═══ Stored data ═══
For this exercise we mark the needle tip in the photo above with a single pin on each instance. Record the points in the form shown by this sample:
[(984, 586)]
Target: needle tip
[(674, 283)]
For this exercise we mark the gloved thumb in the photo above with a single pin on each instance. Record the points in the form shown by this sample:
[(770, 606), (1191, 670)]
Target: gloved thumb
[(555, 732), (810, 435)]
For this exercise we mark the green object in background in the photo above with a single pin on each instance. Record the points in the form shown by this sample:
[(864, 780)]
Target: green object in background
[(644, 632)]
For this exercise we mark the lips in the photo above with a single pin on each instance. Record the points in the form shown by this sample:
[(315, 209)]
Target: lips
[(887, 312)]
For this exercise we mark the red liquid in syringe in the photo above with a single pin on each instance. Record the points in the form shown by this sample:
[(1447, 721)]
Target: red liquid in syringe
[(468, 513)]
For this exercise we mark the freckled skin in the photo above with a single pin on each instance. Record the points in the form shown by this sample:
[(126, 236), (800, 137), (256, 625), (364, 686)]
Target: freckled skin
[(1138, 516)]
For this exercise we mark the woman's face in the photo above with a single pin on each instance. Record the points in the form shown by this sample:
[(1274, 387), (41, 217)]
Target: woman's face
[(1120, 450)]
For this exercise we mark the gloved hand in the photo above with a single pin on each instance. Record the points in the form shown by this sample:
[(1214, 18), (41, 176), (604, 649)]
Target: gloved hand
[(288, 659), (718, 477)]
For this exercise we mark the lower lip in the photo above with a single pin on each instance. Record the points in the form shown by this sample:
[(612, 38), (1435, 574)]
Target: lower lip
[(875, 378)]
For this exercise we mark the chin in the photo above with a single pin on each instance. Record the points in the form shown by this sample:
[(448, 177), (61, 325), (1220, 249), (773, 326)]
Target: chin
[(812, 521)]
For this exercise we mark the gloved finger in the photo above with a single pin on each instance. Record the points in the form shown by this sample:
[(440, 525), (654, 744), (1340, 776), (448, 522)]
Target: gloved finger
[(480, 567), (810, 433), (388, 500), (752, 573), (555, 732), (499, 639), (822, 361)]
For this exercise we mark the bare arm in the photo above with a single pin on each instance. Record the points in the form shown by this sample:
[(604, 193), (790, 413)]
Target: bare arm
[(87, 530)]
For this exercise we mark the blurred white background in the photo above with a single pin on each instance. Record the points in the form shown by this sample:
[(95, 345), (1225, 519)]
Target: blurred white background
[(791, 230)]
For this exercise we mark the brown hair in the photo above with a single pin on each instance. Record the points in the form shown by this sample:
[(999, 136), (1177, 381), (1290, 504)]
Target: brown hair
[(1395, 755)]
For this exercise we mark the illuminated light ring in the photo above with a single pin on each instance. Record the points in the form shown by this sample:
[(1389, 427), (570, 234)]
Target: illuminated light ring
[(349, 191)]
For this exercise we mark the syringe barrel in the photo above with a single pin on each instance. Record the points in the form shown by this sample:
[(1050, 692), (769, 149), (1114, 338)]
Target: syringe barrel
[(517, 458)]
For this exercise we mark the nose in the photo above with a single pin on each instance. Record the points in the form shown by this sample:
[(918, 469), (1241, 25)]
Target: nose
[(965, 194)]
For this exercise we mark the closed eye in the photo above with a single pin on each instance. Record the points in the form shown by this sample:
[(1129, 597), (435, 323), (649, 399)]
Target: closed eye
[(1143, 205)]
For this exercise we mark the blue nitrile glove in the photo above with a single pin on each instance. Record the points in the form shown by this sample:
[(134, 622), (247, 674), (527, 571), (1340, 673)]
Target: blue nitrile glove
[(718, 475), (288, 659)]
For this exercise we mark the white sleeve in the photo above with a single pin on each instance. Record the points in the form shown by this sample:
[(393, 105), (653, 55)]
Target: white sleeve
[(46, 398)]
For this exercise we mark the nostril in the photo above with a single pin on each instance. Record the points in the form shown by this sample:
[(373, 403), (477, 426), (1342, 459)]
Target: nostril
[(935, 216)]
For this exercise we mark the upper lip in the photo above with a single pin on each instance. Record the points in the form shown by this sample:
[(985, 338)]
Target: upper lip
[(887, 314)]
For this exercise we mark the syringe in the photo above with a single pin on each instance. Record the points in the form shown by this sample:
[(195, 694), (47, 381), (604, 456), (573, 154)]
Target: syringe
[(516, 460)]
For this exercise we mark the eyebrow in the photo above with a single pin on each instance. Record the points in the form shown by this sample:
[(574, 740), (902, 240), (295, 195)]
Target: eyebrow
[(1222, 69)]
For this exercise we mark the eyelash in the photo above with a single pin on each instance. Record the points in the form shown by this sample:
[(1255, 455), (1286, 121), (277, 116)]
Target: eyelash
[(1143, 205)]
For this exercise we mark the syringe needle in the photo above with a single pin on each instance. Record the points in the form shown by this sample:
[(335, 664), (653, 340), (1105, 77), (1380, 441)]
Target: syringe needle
═══
Task description
Reproduce the data word for word, starting at its first line and ending at the line that contains "[(555, 732), (810, 435)]", including both of those lines.

Result
For this exercise we mark the needle tip in the photo above with a single pin on each instance. Record the points in the form shown by this sample:
[(984, 586)]
Target: needle tip
[(674, 283)]
For this exercise we mark the gloved thumb in the photo above with a single pin on each instance. Record the points in the form shown by this sample:
[(770, 606), (1191, 670)]
Target: gloved thumb
[(555, 732), (810, 435)]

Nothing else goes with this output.